◆ READING PASSAGE
============
As a parent, you worry about your children every day. They are never far from your thoughts, and when you create your estate plan, you should consider what will happen to your minor children. Of course, this means using estate planning instruments like wills and trusts. It also means naming a guardian if children are below the age of 18.
Why should I name a guardian?
Without a named guardian, your children could be involved the Virginia child welfare system for at least a short period of time until a family member steps up to care for them. If no one is willing or able to care for your child, then the child could remain in the foster care system indefinitely until they reach the age of majority. Conversely, if multiple people want to step up, your child could be a ward of the state until a judge in the Juvenile and Domestic Relations Court resolves the situation. Preemptively naming a guardian can make it easier for your child to transition into a new situation after your death or incapacity.
What do guardians do?
============
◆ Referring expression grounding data
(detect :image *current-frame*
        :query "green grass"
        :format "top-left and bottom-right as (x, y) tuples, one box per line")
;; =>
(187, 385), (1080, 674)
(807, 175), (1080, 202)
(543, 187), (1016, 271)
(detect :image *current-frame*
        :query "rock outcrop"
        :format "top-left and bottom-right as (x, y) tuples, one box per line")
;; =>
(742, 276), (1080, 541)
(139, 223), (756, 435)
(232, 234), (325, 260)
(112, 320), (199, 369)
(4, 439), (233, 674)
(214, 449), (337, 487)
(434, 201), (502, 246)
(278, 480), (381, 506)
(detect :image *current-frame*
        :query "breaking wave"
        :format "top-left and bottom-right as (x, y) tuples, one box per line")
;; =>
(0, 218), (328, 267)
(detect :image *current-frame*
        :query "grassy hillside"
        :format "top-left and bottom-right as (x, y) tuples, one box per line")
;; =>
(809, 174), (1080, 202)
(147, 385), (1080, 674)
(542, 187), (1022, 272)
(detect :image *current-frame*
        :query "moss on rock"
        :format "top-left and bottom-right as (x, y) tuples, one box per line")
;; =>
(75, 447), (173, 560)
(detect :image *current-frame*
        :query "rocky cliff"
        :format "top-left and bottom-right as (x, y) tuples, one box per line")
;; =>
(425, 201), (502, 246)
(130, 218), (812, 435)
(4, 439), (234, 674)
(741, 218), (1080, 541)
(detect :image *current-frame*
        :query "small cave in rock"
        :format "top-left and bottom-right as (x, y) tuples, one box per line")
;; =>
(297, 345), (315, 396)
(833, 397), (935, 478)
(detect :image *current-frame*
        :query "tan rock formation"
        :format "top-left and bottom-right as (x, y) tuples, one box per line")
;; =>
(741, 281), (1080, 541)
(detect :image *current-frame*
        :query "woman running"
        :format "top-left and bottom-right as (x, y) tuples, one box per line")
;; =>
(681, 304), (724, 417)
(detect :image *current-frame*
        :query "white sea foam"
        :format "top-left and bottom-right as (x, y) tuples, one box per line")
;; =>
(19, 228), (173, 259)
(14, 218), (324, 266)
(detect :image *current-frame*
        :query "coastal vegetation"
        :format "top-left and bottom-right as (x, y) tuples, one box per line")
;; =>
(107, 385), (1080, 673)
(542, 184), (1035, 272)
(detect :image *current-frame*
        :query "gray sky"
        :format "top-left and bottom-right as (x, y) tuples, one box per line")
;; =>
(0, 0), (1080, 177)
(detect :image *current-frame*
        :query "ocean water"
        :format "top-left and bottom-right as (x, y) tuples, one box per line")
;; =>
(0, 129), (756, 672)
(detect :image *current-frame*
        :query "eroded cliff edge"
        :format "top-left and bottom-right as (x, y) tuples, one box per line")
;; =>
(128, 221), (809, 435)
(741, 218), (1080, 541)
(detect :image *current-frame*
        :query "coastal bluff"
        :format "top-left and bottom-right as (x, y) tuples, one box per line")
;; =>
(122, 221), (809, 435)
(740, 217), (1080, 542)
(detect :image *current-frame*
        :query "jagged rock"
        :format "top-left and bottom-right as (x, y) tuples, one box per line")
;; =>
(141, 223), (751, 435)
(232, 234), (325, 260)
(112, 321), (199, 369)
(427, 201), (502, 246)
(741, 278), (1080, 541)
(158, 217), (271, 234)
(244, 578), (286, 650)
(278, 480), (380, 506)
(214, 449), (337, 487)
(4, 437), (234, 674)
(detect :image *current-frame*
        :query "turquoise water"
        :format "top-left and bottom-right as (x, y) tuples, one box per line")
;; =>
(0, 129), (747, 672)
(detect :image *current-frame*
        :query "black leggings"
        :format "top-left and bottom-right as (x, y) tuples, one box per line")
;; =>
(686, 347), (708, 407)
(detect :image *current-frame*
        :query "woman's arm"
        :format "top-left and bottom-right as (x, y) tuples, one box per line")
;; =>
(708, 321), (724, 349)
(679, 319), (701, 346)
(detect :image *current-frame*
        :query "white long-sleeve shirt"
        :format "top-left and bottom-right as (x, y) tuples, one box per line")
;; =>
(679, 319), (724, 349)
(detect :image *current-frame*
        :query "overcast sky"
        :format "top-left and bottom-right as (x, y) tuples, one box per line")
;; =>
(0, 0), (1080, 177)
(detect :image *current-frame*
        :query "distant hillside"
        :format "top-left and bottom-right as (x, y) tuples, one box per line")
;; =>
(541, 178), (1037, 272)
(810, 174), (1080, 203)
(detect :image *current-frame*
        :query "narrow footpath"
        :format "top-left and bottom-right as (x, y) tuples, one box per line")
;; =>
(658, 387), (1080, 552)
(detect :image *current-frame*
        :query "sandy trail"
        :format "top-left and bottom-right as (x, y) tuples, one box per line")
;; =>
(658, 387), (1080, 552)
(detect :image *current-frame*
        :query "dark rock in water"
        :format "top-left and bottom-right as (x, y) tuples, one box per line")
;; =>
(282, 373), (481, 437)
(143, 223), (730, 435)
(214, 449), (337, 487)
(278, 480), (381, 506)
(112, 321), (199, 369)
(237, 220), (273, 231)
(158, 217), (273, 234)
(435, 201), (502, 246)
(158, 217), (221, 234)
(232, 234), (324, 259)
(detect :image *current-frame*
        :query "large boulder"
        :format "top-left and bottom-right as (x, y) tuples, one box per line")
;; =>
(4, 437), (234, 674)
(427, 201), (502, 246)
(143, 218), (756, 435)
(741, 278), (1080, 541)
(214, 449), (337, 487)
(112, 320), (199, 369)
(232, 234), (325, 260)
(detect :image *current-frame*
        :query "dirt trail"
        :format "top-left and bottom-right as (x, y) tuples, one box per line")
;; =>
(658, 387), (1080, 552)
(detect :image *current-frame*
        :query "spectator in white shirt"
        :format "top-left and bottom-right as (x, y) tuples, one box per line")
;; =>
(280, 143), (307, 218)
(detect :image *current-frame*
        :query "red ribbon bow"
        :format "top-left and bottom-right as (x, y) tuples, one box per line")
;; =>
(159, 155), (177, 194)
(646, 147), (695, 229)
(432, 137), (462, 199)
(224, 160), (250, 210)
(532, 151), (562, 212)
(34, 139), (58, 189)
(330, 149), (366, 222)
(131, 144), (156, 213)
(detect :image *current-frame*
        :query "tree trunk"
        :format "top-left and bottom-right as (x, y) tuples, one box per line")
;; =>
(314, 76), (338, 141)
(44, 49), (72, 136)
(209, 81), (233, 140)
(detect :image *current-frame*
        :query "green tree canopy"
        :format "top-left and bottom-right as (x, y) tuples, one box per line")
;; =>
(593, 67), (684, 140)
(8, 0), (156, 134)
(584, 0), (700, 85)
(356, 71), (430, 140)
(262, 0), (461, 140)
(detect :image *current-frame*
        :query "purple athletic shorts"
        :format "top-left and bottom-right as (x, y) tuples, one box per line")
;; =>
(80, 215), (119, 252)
============
◆ EXERCISES TO COMPLETE
1) In the passage on naming a guardian for children, copy the words from "Why should I" to "do guardians do?".
2) Answer these questions using the passage on naming a guardian for children:
(a) Below what age does it say children need a named guardian?
(b) Which court would settle things if several people want to care for the child?
(c) If no one is willing or able to care for the child, until when could the child stay in foster care?
3) Write what comes next in the passage on naming a guardian for children, starting after its last line.

◆ ACTIVITY ANSWERS
1)
Why should I name a guardian?
Without a named guardian, your children could be involved the Virginia child welfare system for at least a short period of time until a family member steps up to care for them. If no one is willing or able to care for your child, then the child could remain in the foster care system indefinitely until they reach the age of majority. Conversely, if multiple people want to step up, your child could be a ward of the state until a judge in the Juvenile and Domestic Relations Court resolves the situation. Preemptively naming a guardian can make it easier for your child to transition into a new situation after your death or incapacity.
What do guardians do?

2)
(a) 18
(b) The Juvenile and Domestic Relations Court
(c) Until they reach the age of majority

3)
If both parents die or become incapacitated, the guardian steps into the role of the parent. They take over the responsibility to care for your child and make decisions regarding the child’s living situation, education, and medical care.
Choosing the right person
Choosing the right guardian is a personal decision. Some parents choose the child’s grandparents, aunts, uncles, or siblings who are over the age of majority. You must also speak with that guardian to make sure they are willing and able to take the responsibility of caring for your child, and you should consider multiple backup guardians in case the primary guardian cannot do so.
Planning for the needs of your children is a hard conversation. However, your estate planning attorney can help walk you through the process, including selecting a guardian and funding the care of your children.